→ INSTRUCTIONS TO FOLLOW
Reproduce the entries from the beginning through the line containing "point(19, 134)", inclusive, changing every "tag a point on" to "mark a point on" and leaving all else unchanged.

→ GIVEN DATA
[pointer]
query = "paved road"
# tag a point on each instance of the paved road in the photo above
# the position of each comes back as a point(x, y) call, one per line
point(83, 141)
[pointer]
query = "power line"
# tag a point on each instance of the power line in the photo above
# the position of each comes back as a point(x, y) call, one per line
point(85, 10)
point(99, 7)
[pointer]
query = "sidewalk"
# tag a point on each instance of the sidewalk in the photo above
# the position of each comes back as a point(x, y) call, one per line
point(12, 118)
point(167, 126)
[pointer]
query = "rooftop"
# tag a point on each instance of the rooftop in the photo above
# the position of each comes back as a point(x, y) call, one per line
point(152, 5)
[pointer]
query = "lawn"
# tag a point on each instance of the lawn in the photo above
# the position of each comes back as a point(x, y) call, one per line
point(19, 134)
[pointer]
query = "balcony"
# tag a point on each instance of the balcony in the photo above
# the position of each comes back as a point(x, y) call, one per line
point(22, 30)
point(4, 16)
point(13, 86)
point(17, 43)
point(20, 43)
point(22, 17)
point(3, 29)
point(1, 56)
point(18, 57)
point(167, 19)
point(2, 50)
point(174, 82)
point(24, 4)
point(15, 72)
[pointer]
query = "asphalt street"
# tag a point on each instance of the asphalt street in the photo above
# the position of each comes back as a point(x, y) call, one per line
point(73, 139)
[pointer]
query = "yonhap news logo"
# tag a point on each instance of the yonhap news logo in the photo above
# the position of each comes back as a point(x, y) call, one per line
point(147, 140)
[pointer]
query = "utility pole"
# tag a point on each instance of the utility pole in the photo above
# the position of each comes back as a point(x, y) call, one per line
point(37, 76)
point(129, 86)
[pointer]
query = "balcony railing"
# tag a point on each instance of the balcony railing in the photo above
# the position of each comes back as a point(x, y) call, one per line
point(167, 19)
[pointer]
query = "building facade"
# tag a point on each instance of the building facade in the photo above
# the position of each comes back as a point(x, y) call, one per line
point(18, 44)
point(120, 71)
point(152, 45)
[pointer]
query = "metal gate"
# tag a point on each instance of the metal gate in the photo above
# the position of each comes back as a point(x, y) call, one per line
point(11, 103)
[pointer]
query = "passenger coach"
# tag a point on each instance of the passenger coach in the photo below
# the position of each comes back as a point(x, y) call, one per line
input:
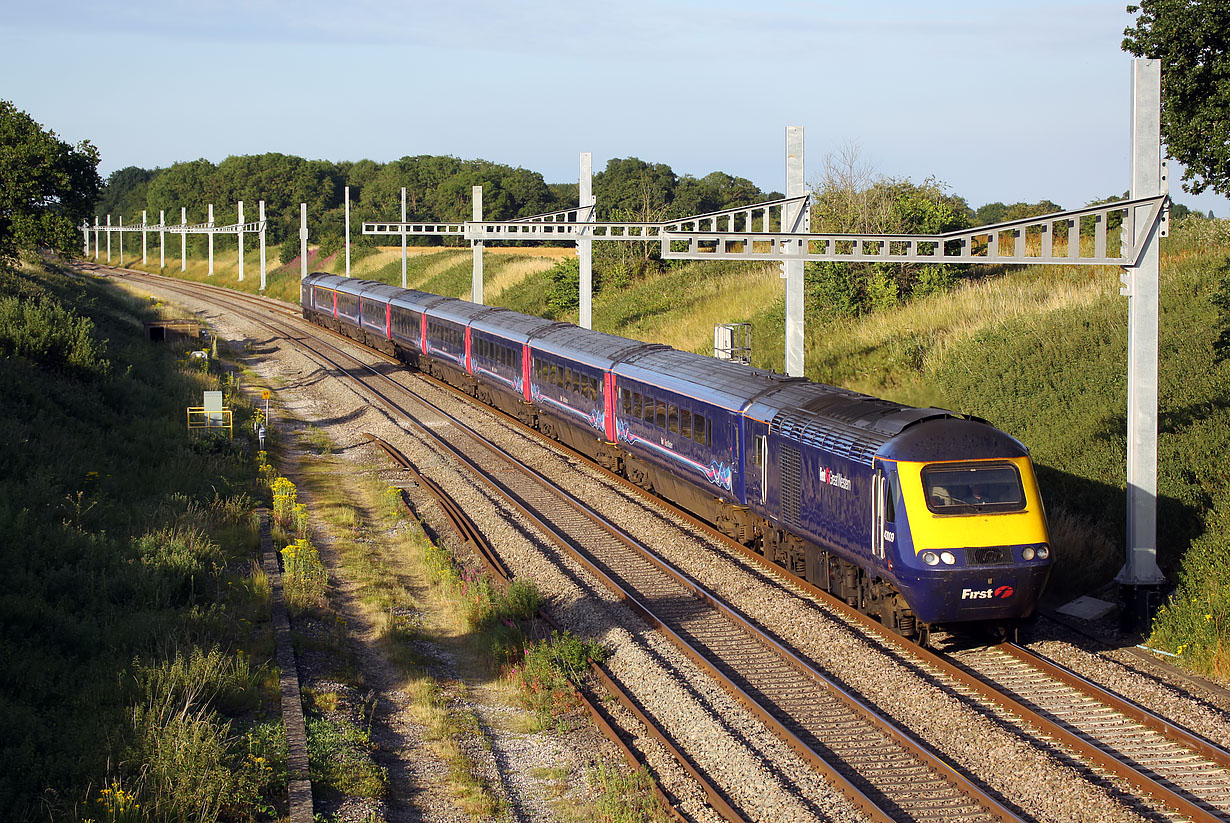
point(919, 517)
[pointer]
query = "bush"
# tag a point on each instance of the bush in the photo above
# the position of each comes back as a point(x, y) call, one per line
point(304, 577)
point(550, 672)
point(338, 755)
point(57, 338)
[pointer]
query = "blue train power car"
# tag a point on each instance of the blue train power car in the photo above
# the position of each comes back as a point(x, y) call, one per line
point(920, 517)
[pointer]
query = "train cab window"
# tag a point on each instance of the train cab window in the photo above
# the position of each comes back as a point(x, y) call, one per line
point(973, 489)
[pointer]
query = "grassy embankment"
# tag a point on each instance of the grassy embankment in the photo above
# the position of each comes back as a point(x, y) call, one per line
point(138, 682)
point(1039, 352)
point(1042, 353)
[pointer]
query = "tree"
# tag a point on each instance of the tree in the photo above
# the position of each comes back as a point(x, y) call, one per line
point(47, 186)
point(1191, 38)
point(853, 198)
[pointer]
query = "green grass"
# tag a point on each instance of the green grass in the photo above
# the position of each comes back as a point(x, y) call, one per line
point(133, 625)
point(1038, 351)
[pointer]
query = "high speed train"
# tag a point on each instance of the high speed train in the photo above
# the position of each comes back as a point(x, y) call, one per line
point(920, 517)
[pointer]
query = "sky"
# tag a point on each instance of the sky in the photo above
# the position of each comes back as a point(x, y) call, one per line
point(999, 100)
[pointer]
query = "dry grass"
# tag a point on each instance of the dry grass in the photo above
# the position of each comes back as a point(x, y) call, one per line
point(934, 326)
point(513, 272)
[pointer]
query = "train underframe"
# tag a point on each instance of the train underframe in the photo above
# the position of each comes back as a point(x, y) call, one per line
point(844, 580)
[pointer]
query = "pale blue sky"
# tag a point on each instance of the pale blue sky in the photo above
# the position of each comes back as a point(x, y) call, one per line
point(1004, 101)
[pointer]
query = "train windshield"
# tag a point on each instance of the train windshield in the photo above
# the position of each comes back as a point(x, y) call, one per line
point(973, 489)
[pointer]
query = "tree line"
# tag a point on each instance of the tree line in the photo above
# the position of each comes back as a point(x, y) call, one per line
point(437, 188)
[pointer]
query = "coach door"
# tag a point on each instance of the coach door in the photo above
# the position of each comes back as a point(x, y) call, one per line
point(755, 479)
point(878, 512)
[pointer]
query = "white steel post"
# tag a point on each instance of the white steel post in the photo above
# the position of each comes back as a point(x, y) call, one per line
point(476, 281)
point(303, 240)
point(404, 238)
point(793, 270)
point(1140, 281)
point(586, 244)
point(240, 235)
point(210, 235)
point(262, 245)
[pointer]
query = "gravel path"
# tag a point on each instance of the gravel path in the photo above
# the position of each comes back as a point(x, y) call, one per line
point(764, 779)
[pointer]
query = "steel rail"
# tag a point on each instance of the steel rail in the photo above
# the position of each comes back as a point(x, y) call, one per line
point(1169, 730)
point(474, 538)
point(470, 533)
point(1084, 749)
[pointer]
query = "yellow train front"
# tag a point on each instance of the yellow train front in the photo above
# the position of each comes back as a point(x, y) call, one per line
point(971, 543)
point(919, 517)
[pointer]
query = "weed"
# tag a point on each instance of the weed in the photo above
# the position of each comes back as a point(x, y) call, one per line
point(340, 758)
point(304, 580)
point(625, 797)
point(317, 441)
point(550, 672)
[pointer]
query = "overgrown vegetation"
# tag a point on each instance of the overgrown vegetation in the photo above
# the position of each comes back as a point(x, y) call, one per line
point(138, 682)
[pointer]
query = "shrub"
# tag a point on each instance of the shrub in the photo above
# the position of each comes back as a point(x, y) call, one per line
point(625, 797)
point(338, 755)
point(57, 338)
point(283, 501)
point(550, 671)
point(304, 577)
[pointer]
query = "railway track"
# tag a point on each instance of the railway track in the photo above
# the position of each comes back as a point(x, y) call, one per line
point(861, 752)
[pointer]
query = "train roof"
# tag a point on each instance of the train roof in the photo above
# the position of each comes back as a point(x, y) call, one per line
point(587, 346)
point(860, 427)
point(351, 286)
point(459, 311)
point(416, 300)
point(952, 438)
point(383, 292)
point(731, 385)
point(327, 281)
point(513, 325)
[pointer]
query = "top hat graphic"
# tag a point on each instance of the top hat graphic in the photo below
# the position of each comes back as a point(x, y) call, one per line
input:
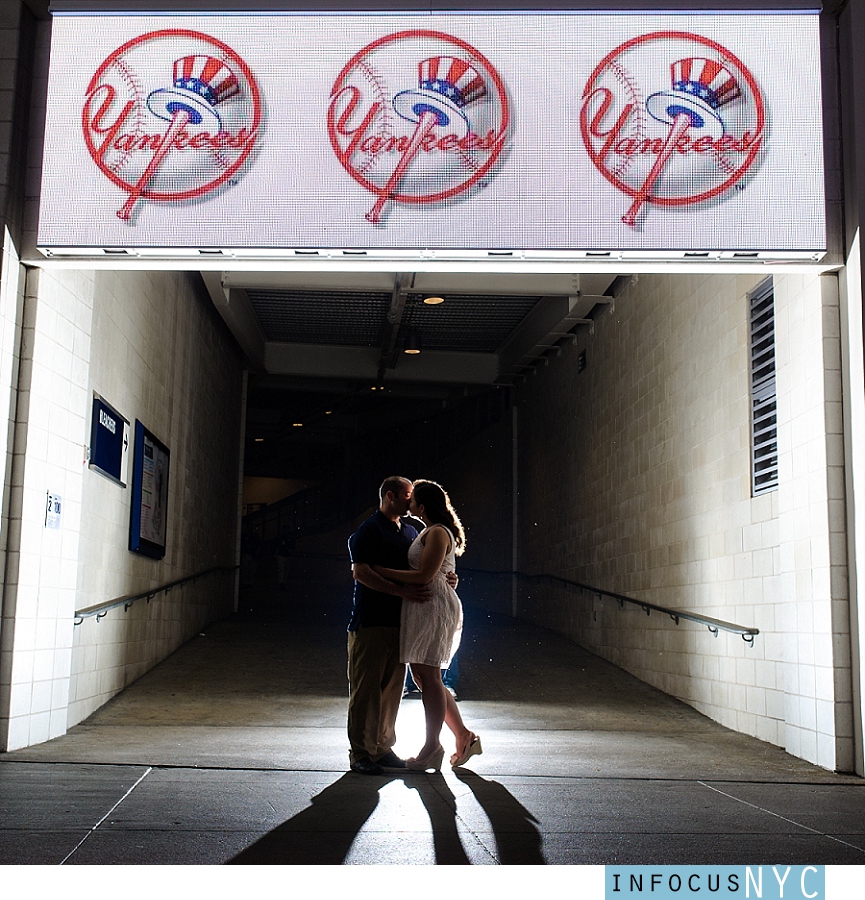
point(200, 83)
point(700, 88)
point(446, 86)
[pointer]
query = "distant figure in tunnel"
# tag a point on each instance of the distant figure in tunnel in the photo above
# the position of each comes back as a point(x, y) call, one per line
point(375, 673)
point(430, 632)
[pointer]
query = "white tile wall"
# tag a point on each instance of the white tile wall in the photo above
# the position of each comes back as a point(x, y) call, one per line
point(636, 477)
point(152, 345)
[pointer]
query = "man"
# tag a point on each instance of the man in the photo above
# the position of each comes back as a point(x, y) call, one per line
point(375, 674)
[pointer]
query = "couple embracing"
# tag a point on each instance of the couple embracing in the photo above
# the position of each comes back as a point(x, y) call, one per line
point(405, 612)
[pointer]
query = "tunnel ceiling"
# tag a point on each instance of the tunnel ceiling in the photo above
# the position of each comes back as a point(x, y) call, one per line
point(326, 355)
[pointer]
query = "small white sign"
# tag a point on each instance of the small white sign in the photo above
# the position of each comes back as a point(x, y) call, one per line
point(53, 508)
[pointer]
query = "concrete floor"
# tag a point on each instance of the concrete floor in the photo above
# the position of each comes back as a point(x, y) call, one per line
point(234, 751)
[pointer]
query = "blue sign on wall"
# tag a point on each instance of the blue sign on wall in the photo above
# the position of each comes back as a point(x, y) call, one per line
point(109, 441)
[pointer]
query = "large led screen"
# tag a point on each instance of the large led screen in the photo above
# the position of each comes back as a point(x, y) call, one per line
point(448, 132)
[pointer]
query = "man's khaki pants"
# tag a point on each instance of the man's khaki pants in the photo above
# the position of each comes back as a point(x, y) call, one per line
point(376, 679)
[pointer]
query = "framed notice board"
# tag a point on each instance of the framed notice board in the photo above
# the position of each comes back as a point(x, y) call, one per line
point(148, 522)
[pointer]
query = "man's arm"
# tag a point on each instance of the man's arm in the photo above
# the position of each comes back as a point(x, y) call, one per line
point(364, 573)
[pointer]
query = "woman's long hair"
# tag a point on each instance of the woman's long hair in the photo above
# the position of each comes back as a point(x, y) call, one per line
point(437, 508)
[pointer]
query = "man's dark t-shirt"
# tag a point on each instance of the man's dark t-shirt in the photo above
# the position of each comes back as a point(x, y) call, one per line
point(381, 542)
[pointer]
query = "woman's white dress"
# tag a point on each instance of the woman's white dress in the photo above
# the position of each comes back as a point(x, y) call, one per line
point(430, 632)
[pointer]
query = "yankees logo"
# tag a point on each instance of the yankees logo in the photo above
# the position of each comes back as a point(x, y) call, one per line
point(171, 115)
point(672, 119)
point(417, 117)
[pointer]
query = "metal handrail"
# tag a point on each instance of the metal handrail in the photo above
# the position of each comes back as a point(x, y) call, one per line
point(102, 609)
point(714, 625)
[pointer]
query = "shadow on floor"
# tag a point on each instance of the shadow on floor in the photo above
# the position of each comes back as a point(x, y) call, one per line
point(324, 833)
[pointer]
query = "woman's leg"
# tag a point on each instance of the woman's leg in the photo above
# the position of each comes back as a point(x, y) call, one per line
point(434, 696)
point(454, 721)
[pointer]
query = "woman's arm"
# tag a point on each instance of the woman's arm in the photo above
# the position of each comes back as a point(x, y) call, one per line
point(435, 547)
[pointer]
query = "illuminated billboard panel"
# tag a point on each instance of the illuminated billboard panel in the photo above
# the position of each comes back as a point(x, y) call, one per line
point(456, 132)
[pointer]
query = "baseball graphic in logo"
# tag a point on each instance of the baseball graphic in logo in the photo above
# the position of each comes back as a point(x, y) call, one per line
point(417, 117)
point(171, 115)
point(672, 119)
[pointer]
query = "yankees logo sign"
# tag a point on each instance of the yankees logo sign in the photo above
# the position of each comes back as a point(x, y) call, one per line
point(417, 117)
point(171, 115)
point(672, 119)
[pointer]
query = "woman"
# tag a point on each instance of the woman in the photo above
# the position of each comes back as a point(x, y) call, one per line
point(430, 631)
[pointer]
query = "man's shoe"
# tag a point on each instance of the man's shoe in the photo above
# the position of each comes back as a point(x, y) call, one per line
point(391, 761)
point(366, 766)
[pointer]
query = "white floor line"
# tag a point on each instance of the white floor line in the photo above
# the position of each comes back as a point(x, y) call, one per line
point(779, 816)
point(93, 829)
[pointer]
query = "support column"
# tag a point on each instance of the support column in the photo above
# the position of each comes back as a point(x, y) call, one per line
point(42, 551)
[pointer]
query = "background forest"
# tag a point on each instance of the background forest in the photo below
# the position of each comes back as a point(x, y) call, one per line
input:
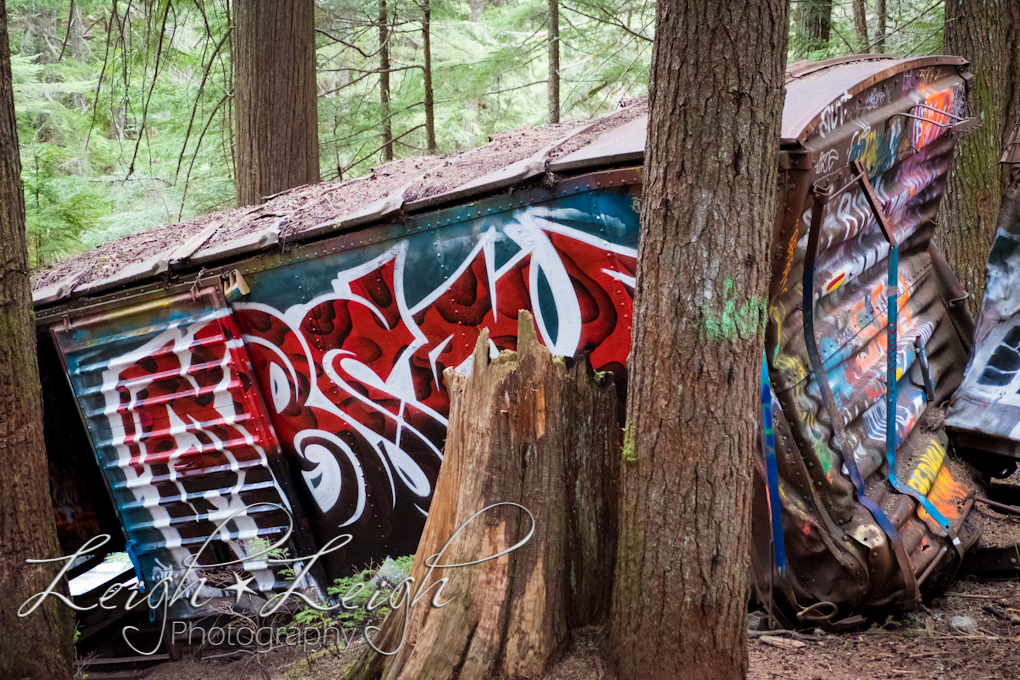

→ SOLUTION FOR THIS TASK
[pointer]
query = "paved road"
# mark a point on each instance of the paved road in the photo above
# the position of each comes back as a point(x, y) call, one per line
point(83, 141)
[pointer]
query = "power line"
# mark a point on each instance of the power line in the photo above
# the position of each comes back as a point(x, y) call, one per line
point(85, 10)
point(99, 7)
[pointer]
query = "sidewalk"
# mark a point on each instance of the sidewalk in the photo above
# the position of each comes back as a point(x, y) call, one per line
point(12, 118)
point(167, 126)
[pointer]
query = "rooftop"
# mark a point on each instance of the rooftop in the photo above
# the position of each comes back as a point(x, y) call, one per line
point(152, 5)
[pointer]
query = "lawn"
# mark a point on each instance of the lawn in the photo above
# the position of each comes back as a point(x, y) call, one per line
point(19, 134)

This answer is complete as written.